### What to work on
According to the article about the Duke University stem cell trial for autism, how many children are taking part in the study's second phase?

===== Source document

An innovative stem cell trial taking place at Duke University in North Carolina is giving hope to parents of children with autism, including one young Toronto family.
Noah Barcolos was two years old when he was diagnosed with autism.
Two years later, he’s one of 180 children taking part in the second phase of a study at the Durham, North Carolina school. The goal of the clinical trial is to see whether a transfusion of the child’s own umbilical cord blood packed with stem cells can help treat autism.
“Noah has mostly been in his own world,” according to his mom, Sammy Barcolos. “He likes to play around the kids rather than interact with them.”
But since taking part in the trial, Noah’s parents say the difference has been remarkable.
“He gets upset. We got more eye contract, interaction, facial expressions,” said Noah’s dad, Michael. “Now he makes the expressions at the right moments,” said Sammy. “He’s also calling me mommy. He’s never done that.”
Noah isn’t the only child in the trial to show progress.
“Generally we saw behaviours improve at 6 months compared to their baseline study,” Doctor Joanne Kurtzberg told CNN.
Kurtzberg is one of the lead researchers in the study. Phase one saw more than two-thirds of the children show behavioural and speech improvements.
Her early hypothesis is that certain immune cells within the cord blood are crossing the blood-barrier and altering brain connectivity.
Phase two is currently underway and it’s unknown when the findings will be released publicly.
Some autism specialists are cautioning parents that the trial results are premature, and Kurtzberg is among those encouraging caution.
“We don’t know whether this therapy will be curative for autism. But I am hopeful it will be curative in the long run.”
But for Michael Barcolos, even the tiniest changes provide hope.
“Everyone wants the same thing – an equal chance for their child. To have an equal chance at life.”

==========
===== Input data

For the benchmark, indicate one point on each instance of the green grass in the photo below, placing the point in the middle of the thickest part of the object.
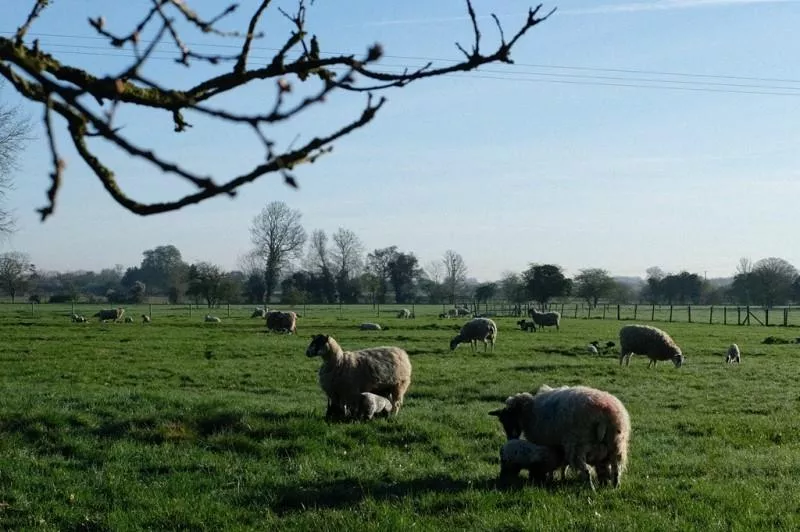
(184, 425)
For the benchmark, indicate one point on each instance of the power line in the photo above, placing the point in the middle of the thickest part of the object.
(448, 60)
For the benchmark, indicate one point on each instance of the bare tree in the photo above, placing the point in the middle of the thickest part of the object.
(89, 101)
(279, 237)
(15, 130)
(455, 271)
(15, 272)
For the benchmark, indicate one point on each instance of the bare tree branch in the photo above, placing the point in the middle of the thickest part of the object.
(63, 90)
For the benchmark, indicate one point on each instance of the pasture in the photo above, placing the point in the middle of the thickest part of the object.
(185, 425)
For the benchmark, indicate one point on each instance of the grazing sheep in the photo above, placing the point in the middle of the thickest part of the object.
(282, 321)
(733, 355)
(477, 329)
(650, 341)
(345, 375)
(545, 319)
(371, 405)
(114, 314)
(540, 461)
(592, 426)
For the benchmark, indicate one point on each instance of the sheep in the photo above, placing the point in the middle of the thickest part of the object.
(282, 321)
(540, 461)
(476, 329)
(545, 319)
(733, 355)
(650, 341)
(114, 314)
(592, 426)
(370, 405)
(345, 375)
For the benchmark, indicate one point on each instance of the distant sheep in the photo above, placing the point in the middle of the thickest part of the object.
(477, 329)
(114, 314)
(370, 405)
(345, 375)
(282, 321)
(733, 355)
(592, 426)
(540, 461)
(545, 319)
(650, 341)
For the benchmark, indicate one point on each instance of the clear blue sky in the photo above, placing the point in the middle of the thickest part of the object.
(505, 166)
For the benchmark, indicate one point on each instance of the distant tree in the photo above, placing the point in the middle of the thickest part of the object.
(279, 238)
(16, 271)
(15, 132)
(773, 281)
(455, 272)
(546, 281)
(591, 284)
(484, 292)
(404, 271)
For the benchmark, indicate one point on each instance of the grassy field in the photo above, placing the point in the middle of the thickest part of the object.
(184, 425)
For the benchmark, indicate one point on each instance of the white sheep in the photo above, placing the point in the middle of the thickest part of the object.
(477, 329)
(650, 341)
(345, 375)
(371, 405)
(545, 319)
(733, 355)
(540, 461)
(592, 426)
(282, 321)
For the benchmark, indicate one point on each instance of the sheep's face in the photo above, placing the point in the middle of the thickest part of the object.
(319, 346)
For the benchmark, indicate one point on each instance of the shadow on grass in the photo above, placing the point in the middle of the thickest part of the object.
(347, 492)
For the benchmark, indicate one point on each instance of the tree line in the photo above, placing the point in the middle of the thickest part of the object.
(287, 265)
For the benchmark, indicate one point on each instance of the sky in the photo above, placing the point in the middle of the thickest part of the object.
(625, 135)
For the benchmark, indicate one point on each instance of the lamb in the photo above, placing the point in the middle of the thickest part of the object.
(540, 461)
(282, 321)
(371, 405)
(476, 329)
(545, 319)
(345, 375)
(650, 341)
(733, 355)
(110, 314)
(592, 426)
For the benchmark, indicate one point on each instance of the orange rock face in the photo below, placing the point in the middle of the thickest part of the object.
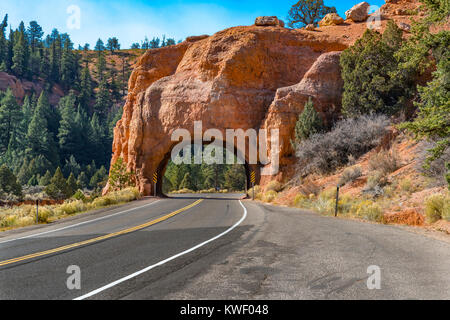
(228, 81)
(240, 78)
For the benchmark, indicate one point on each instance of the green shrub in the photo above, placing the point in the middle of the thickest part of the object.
(324, 152)
(273, 186)
(300, 200)
(446, 209)
(71, 207)
(350, 175)
(309, 122)
(79, 195)
(434, 207)
(447, 175)
(385, 161)
(367, 70)
(369, 210)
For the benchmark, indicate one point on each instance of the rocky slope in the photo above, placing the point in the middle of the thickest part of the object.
(243, 77)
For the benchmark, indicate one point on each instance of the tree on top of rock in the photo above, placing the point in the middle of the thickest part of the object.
(306, 12)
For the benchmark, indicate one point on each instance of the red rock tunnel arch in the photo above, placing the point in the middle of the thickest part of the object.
(161, 169)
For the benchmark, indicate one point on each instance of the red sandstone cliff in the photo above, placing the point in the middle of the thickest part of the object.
(239, 78)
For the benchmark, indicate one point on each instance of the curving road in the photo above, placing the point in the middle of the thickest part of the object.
(217, 247)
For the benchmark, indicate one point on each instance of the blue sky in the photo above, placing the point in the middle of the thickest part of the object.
(131, 21)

==========

### Expected answer
180 children are taking part in the second phase.